Problem to work on: Render every line of the items below as a JSON list of strings, one string per line, with blank lines omitted. Leave the pictures out of the output.

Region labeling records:
**********
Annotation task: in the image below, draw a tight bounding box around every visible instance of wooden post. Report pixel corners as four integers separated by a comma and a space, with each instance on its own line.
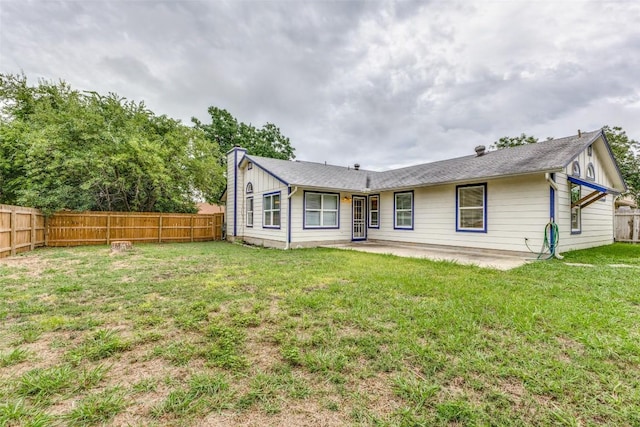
9, 206, 17, 256
31, 210, 36, 250
107, 216, 111, 245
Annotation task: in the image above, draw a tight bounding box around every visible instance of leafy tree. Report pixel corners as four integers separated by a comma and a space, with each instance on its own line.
602, 126, 640, 203
489, 133, 538, 150
0, 75, 224, 216
191, 107, 295, 163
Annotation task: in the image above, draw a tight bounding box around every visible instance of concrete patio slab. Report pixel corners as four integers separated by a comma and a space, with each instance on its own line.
323, 241, 536, 270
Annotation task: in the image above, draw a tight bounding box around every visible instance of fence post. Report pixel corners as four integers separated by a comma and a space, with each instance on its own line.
107, 216, 111, 245
31, 210, 36, 250
9, 206, 17, 256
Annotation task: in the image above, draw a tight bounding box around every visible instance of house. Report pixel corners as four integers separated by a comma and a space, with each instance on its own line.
226, 130, 626, 252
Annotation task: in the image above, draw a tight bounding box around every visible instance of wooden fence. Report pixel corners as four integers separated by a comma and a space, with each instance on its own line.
614, 209, 640, 243
0, 205, 45, 258
0, 205, 224, 258
46, 212, 224, 246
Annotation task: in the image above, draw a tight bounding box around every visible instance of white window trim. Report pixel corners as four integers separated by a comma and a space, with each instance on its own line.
304, 191, 340, 228
456, 184, 487, 233
246, 196, 255, 227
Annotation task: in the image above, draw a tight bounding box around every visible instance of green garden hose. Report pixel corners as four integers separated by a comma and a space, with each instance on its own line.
524, 220, 562, 260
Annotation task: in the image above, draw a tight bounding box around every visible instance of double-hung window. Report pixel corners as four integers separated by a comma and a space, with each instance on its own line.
247, 197, 253, 227
393, 191, 413, 230
304, 192, 339, 228
262, 192, 280, 228
456, 184, 487, 233
570, 182, 582, 234
369, 195, 380, 228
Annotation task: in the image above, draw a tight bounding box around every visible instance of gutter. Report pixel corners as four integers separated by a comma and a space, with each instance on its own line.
284, 186, 298, 251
**********
The completed task:
[
  "Annotation task: in the image below, draw a tight bounding box around every visible instance of wooden post. Report pixel corners as four integers separated by a comma and a space, with each instance on its own line.",
  "9, 206, 17, 256",
  "31, 210, 36, 250",
  "107, 216, 111, 245",
  "Annotation task: in the image above, draw a tight bounding box around every visible instance of leafy tree. Report pixel corners as four integers separated by a comma and a space, with each instance on its own line.",
  "602, 126, 640, 203",
  "489, 133, 538, 150",
  "0, 75, 224, 216",
  "191, 107, 295, 163",
  "Annotation task: in the image above, draw a tight bounding box around every visible instance of concrete patio slab. Report pixel corners as four integers separated by a comma and a space, with each instance on its own line.",
  "323, 241, 536, 270",
  "Annotation task: in the image above, draw a tight bounding box around every visible instance of fence post. Report pixel corners as four integers separated by a comma and a space, with each instance on its own line.",
  "107, 216, 111, 245",
  "31, 210, 36, 250",
  "9, 206, 17, 256",
  "Annotation task: in the image above, draw a tight bounding box around every visible instance of house. Report pixel corners as four integers separated by a comma and a space, with each instance on its own line.",
  "226, 130, 626, 252",
  "Annotation task: in the image above, draw a tight bounding box around every visible instance of wooden fence. Report pixel corners as four integers separated by a comma and a space, with each instance on its own line.",
  "614, 209, 640, 243",
  "0, 205, 45, 258",
  "0, 205, 224, 258",
  "46, 212, 224, 246",
  "Annotation task: in the image above, draw a tight bounding box around every visible instance of white window trim. Report pixel corners as four integers separated by a comma and a space, with each instance on its own line.",
  "304, 191, 340, 228",
  "456, 184, 487, 233",
  "246, 196, 255, 227",
  "Annotation task: in the image above, draw a tight bounding box around every visible instance of green garden hose. Report pixel corners as four integers separated by a comma and a space, with each instance on its own line.",
  "524, 220, 562, 260",
  "Annotation task: in the image above, draw a tight bounding box around every visible instance of double-hung window. Report pixel corners as four integers separated by a comma and a space, with each instance on its own line.",
  "247, 197, 253, 227",
  "393, 191, 413, 230",
  "304, 192, 339, 228",
  "262, 192, 280, 228",
  "456, 184, 487, 233",
  "570, 182, 582, 234",
  "369, 195, 380, 228",
  "Annotation task: in the image above, draw a tight bounding box around every visible instance of gutter. Report pixel corners as four integers separated by a comma and a space, with each instance on its own line.",
  "284, 186, 298, 251"
]